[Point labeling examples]
━━━
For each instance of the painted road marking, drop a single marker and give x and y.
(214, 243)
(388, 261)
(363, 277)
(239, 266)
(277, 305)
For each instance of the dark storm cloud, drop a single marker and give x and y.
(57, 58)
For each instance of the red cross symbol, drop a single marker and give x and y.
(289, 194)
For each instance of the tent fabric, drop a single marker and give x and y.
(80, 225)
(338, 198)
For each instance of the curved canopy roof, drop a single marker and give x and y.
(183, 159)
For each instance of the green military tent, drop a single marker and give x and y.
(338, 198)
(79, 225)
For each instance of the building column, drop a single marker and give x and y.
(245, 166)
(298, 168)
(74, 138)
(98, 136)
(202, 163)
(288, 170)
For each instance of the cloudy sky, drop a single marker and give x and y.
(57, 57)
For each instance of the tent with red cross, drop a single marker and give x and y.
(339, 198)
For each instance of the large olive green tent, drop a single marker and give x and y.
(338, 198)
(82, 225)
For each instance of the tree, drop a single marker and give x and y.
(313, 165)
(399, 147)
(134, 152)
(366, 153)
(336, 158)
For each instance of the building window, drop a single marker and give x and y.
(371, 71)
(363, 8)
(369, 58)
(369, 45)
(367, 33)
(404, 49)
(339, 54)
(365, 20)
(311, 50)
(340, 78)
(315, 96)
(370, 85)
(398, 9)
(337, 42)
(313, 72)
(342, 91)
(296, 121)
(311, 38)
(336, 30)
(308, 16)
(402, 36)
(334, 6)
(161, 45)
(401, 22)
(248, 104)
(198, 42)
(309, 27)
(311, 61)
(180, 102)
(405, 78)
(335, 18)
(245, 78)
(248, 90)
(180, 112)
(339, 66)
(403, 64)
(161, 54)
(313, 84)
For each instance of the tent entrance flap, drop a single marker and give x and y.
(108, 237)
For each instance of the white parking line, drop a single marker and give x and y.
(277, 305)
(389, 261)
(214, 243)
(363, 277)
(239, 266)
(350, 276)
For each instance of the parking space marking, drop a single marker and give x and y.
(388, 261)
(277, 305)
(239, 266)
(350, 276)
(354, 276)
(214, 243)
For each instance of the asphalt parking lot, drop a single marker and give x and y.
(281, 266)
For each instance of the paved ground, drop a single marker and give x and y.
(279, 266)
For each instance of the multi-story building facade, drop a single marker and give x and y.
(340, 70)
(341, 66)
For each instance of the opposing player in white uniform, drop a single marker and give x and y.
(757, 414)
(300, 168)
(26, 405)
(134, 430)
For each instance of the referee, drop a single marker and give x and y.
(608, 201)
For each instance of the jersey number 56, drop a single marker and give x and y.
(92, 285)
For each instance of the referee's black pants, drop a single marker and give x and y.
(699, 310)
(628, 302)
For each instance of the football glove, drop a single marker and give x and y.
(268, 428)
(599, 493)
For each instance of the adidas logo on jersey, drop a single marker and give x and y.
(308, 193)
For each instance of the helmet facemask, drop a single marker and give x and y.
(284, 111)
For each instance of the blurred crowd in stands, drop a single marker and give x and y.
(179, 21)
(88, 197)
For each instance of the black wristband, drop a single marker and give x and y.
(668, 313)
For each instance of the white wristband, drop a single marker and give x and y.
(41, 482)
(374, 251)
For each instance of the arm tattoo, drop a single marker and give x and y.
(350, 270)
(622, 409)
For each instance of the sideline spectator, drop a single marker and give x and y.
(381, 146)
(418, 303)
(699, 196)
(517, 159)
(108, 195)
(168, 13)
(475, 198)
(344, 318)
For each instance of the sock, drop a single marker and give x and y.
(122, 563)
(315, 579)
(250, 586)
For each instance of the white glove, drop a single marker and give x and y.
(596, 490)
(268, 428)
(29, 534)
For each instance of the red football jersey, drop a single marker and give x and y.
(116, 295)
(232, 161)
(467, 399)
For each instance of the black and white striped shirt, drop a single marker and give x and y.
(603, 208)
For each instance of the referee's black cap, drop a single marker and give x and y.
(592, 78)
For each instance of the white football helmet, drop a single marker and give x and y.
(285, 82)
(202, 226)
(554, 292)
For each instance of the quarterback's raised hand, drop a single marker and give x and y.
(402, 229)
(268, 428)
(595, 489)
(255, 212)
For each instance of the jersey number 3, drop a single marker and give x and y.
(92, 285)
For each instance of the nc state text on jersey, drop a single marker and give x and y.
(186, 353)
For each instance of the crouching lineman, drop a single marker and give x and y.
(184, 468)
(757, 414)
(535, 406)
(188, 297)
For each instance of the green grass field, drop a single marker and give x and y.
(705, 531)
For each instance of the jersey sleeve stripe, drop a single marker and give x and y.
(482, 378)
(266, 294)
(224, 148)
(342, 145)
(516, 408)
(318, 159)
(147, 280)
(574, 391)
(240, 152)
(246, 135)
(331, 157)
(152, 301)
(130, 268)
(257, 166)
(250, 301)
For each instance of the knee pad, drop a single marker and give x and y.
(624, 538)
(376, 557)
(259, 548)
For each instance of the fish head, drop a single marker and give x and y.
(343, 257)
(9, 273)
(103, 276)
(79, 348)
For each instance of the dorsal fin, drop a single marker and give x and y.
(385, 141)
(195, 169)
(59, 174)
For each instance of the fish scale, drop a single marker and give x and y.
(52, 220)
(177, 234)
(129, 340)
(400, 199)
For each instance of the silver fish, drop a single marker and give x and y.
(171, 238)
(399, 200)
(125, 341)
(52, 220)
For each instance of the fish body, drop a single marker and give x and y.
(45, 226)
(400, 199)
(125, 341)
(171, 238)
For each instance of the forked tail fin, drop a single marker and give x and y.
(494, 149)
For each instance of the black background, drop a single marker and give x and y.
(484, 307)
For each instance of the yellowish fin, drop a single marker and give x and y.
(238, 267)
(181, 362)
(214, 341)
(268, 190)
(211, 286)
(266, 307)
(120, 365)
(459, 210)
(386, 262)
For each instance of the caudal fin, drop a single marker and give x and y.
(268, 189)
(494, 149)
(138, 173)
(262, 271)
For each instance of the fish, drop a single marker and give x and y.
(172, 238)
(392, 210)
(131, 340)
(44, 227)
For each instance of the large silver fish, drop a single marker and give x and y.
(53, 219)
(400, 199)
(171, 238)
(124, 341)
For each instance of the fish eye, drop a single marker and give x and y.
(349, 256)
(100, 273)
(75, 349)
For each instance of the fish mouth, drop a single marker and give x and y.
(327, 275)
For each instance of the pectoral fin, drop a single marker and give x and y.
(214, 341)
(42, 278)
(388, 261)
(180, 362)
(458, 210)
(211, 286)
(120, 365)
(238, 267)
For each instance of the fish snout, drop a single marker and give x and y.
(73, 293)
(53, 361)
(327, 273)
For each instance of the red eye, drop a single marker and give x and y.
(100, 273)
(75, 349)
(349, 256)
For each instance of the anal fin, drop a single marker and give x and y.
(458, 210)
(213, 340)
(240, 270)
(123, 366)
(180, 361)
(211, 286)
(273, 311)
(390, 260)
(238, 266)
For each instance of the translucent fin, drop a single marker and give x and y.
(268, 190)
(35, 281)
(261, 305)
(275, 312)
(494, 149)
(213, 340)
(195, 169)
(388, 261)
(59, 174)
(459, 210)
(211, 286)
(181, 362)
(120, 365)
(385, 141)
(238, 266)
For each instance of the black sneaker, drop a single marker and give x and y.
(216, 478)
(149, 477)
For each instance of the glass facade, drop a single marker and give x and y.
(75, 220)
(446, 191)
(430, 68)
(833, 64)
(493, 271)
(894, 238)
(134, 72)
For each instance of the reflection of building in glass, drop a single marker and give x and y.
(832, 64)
━━━
[What you should do]
Repeat the records above exactly.

[Reply]
For each instance of the painted road marking, drop a single marker and give x and y.
(214, 243)
(388, 261)
(363, 277)
(239, 266)
(277, 305)
For each instance of the dark storm cloud, drop a single marker and give x and y.
(57, 58)
For each instance of the red cross symbol, drop a single marker and give x and y.
(289, 194)
For each instance of the tent fabric, drop a single marker and give x and y.
(80, 225)
(338, 198)
For each instance of the curved canopy roof, drop a single marker and give x and y.
(183, 159)
For each instance of the green military tent, drop a single marker and give x and y.
(338, 198)
(79, 225)
For each instance of the building column, drop a single marker and give x and y.
(245, 166)
(298, 168)
(74, 138)
(98, 136)
(202, 163)
(288, 170)
For each instance of the cloudy sky, drop a single marker and give x and y.
(57, 57)
For each instance of the tent with red cross, drop a single marker and give x and y.
(339, 198)
For each instance of the large olive green tent, drop a single marker and give x and y.
(338, 198)
(82, 225)
For each instance of the tree, drop a single marker and give x and y.
(313, 165)
(399, 147)
(134, 152)
(366, 153)
(336, 158)
For each instance of the building window, drop a single marker and give x and y.
(371, 71)
(363, 8)
(369, 58)
(369, 45)
(367, 33)
(404, 49)
(339, 54)
(365, 20)
(311, 50)
(340, 78)
(315, 96)
(370, 85)
(398, 9)
(337, 42)
(313, 72)
(342, 91)
(296, 121)
(311, 38)
(336, 30)
(308, 16)
(402, 36)
(334, 6)
(161, 45)
(401, 22)
(248, 104)
(198, 42)
(309, 27)
(311, 61)
(180, 102)
(405, 78)
(335, 18)
(245, 78)
(248, 90)
(180, 112)
(339, 66)
(403, 64)
(161, 54)
(313, 84)
For each instance of the tent entrance flap, drop a single marker and give x and y.
(108, 237)
For each instance of the white parking line, drop a single marker and give x and y.
(277, 305)
(389, 261)
(214, 243)
(363, 277)
(239, 266)
(350, 276)
For each instance of the parking space marking, drop a single marker and give x and y.
(388, 261)
(277, 305)
(239, 266)
(350, 276)
(354, 276)
(214, 243)
For each instance of the asphalt parking lot, drop a single marker and give x and y.
(281, 266)
For each instance of the paved ground, drop a single marker and give x and y.
(279, 266)
For each instance of the multi-story building facade, drop a single marker and give x and y.
(340, 70)
(341, 66)
For each instance of the opposing player in white uniform, drop a single marker and give x and y.
(757, 414)
(300, 168)
(26, 405)
(134, 430)
For each instance of the referee, drop a single marker and give x and y.
(608, 201)
For each instance of the jersey number 56, drop a single marker and give x and y.
(92, 285)
For each instance of the referee's black pants, drop a single marker and give x and y.
(699, 310)
(628, 302)
For each instance of the football glove, drop a single marker and give x and y.
(268, 428)
(599, 493)
For each instance of the adidas logo on jersey, drop a single marker and give x and y.
(308, 193)
For each instance of the helmet facemask, drop a single marker and give x and y.
(284, 111)
For each instance of the blurred crowd in stands, drop a single marker and give x and y.
(179, 21)
(88, 197)
For each instance of the black wristband, drop a single marker and give x and y.
(668, 313)
For each instance of the white wristband, drop a single marker and give x and y.
(41, 482)
(374, 251)
For each instance of the arm tattoo, drop a single marker and give x and y.
(350, 270)
(622, 409)
For each instance of the sideline spectator, drop a single marker and give x and y.
(381, 146)
(418, 303)
(699, 196)
(517, 159)
(108, 195)
(168, 13)
(475, 198)
(344, 318)
For each instance of the sock, drop a single marker and give x and y.
(122, 563)
(315, 579)
(250, 586)
For each instance of the white glove, drop a single marker and give x and y.
(596, 490)
(268, 428)
(29, 534)
For each instance of the red football jersey, drop a single marker and give x and y.
(116, 295)
(232, 161)
(467, 399)
For each instance of the black and white striped shirt, drop a single marker and give x and y.
(603, 208)
For each instance of the referee's black cap, drop a single marker and give x and y.
(592, 78)
For each instance of the white football helmet, drop a single marker and give x and y.
(285, 82)
(202, 226)
(554, 292)
For each instance of the quarterback's raised hand, drop a single marker and give x and y.
(402, 229)
(268, 428)
(595, 489)
(255, 212)
For each instance of the jersey number 3, drop a single marker and give x and y.
(92, 285)
For each instance of the nc state text on jersey, drop a single marker and give x and y.
(186, 353)
For each instance of the crouching lineman, drop a single marker and give x and y.
(184, 468)
(757, 414)
(535, 406)
(188, 297)
For each instance of the green grass field, drop a single marker and give x and y.
(705, 531)
For each instance of the jersey sleeve stripe, drop a single marker and give x and y.
(482, 378)
(266, 294)
(224, 148)
(342, 145)
(516, 408)
(318, 159)
(147, 280)
(574, 391)
(240, 152)
(246, 135)
(331, 157)
(152, 301)
(130, 268)
(257, 166)
(250, 301)
For each instance of the knee pad, drop a single marker and give x and y.
(624, 538)
(376, 557)
(259, 548)
For each instance of the fish head, drop a single marker and give x and y.
(343, 257)
(9, 273)
(103, 276)
(79, 348)
For each instance of the dorsal fin, drop a single marker and give x and y.
(385, 141)
(195, 169)
(59, 174)
For each instance of the fish scale, drop a single marker and give x and y.
(52, 220)
(177, 234)
(129, 340)
(400, 199)
For each instance of the silver fish, drop a single marker and give x and y.
(171, 238)
(399, 200)
(125, 341)
(52, 220)
For each instance of the fish body, drop a single marker and give x and y.
(45, 226)
(400, 199)
(125, 341)
(171, 238)
For each instance of the forked tail fin, drop a single marker and give x and y.
(494, 149)
For each instance of the black background, drop a single marker and give x and y.
(484, 307)
For each instance of the yellowish fin, drop a single marker and give x and y.
(238, 267)
(181, 362)
(214, 341)
(268, 190)
(211, 286)
(266, 307)
(120, 365)
(459, 210)
(386, 262)
For each instance of the caudal fin, drop a single marker and give x and y.
(268, 189)
(494, 149)
(138, 173)
(262, 271)
For each instance of the fish, drop a single marker and give x and y.
(172, 238)
(392, 210)
(131, 340)
(44, 227)
For each instance of the large silver fish, drop a single marker and give x and y.
(53, 219)
(400, 199)
(171, 238)
(124, 341)
For each instance of the fish eye, drop a single marker and give x and y.
(349, 256)
(100, 273)
(75, 349)
For each instance of the fish mouth, drop a single marker and give x and y.
(327, 275)
For each instance of the pectoral fin, drop a single marker and give x and y.
(214, 341)
(42, 278)
(388, 261)
(180, 362)
(458, 210)
(211, 286)
(120, 365)
(238, 267)
For each instance of the fish snout, drop a single marker and give x and y.
(73, 293)
(53, 361)
(327, 273)
For each instance of the red eye, drop a single marker and give x and y.
(100, 273)
(75, 349)
(349, 256)
For each instance of the anal fin, drop a single marker and give x and y.
(458, 210)
(213, 340)
(240, 270)
(123, 366)
(180, 361)
(211, 286)
(273, 311)
(390, 260)
(238, 266)
For each instance of the translucent fin, drop a single marker and give x and y.
(268, 190)
(35, 281)
(261, 305)
(275, 312)
(494, 149)
(213, 340)
(195, 169)
(388, 261)
(59, 174)
(459, 210)
(211, 286)
(181, 362)
(120, 365)
(385, 141)
(238, 266)
For each instance of the black sneaker, drop a single marker and give x and y.
(216, 478)
(149, 477)
For each instance of the glass facade, drop a single marker and give x and y.
(75, 220)
(446, 191)
(430, 68)
(833, 64)
(493, 271)
(894, 238)
(134, 72)
For each instance of the reflection of building in glass, drop a single marker and give x and y.
(832, 64)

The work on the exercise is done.